PROBLEM
Reproduce the records starting at the line that contains "Given the photograph above, point out the scrap" and ending at the last line of the records, with both ends included and the requests kept. Scale every coordinate in the answers by 2.3 and round to the nearest whole number, with halves rounded up, while leaving the requests and their format samples unchanged.

Location identification entries

Begin

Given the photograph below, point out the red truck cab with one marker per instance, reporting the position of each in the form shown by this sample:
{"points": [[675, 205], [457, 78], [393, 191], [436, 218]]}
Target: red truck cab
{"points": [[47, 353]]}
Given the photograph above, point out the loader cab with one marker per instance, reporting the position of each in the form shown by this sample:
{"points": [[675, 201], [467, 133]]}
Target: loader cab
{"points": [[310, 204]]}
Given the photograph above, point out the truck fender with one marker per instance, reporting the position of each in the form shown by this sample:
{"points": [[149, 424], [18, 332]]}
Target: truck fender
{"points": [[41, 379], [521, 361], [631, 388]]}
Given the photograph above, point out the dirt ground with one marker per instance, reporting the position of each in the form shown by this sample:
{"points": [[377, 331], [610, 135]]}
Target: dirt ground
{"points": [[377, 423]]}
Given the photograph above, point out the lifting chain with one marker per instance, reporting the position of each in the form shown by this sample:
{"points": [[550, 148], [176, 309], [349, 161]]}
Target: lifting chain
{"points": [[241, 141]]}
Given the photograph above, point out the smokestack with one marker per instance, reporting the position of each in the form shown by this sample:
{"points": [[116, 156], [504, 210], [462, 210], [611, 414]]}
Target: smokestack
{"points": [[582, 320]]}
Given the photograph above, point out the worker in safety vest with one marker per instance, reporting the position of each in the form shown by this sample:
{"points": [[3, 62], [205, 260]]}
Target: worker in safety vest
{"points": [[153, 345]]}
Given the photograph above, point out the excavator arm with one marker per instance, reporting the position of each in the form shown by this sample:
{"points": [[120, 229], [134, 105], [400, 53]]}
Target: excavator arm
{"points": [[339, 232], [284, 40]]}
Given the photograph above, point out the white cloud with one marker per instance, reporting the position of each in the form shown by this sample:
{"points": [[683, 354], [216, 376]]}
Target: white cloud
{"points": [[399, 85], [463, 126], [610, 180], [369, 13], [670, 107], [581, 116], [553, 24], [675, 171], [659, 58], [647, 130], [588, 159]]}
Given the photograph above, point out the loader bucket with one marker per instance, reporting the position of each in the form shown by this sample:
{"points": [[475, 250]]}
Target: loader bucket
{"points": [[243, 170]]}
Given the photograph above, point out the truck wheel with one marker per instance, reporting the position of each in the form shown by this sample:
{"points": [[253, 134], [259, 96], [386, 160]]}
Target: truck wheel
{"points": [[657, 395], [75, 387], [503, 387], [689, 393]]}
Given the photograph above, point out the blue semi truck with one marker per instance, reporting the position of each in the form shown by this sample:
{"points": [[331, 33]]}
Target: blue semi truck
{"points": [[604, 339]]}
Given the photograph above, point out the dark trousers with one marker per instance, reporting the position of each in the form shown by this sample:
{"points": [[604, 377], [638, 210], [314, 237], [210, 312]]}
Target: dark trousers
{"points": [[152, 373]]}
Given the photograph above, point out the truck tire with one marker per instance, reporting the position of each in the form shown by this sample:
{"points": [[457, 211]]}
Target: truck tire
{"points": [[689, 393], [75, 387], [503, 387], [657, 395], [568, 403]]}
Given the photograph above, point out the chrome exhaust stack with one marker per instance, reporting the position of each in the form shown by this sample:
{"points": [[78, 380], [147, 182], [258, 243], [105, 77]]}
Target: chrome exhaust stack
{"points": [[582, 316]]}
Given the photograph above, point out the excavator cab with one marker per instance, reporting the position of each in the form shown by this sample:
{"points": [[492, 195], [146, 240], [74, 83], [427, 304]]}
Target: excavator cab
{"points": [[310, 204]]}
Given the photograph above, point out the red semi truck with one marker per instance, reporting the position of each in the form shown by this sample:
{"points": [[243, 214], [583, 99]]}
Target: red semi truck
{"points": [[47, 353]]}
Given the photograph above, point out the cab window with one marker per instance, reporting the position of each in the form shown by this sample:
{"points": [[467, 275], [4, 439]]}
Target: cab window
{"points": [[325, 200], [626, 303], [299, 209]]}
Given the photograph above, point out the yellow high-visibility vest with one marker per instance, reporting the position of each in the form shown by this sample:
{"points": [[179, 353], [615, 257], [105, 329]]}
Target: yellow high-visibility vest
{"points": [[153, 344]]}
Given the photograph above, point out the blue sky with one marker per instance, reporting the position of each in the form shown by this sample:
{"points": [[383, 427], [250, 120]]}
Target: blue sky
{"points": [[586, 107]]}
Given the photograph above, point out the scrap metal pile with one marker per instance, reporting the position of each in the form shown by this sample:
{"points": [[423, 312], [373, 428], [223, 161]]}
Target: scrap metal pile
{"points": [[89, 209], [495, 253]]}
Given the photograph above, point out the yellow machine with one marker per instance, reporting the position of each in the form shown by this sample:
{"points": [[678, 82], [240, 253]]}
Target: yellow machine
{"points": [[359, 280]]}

End

THE ANSWER
Given the photograph above, point out the scrap metal pile with one marker per instance, reporting the position of each in the form shown by this sample:
{"points": [[423, 312], [373, 428], [223, 161]]}
Target: scrap metal pile
{"points": [[205, 481], [1139, 582]]}
Given the photograph above, point out the yellow machine with one marker per instance, reporting the position of each in the form shown by this sample:
{"points": [[678, 82], [240, 253]]}
Target: yellow machine
{"points": [[826, 644]]}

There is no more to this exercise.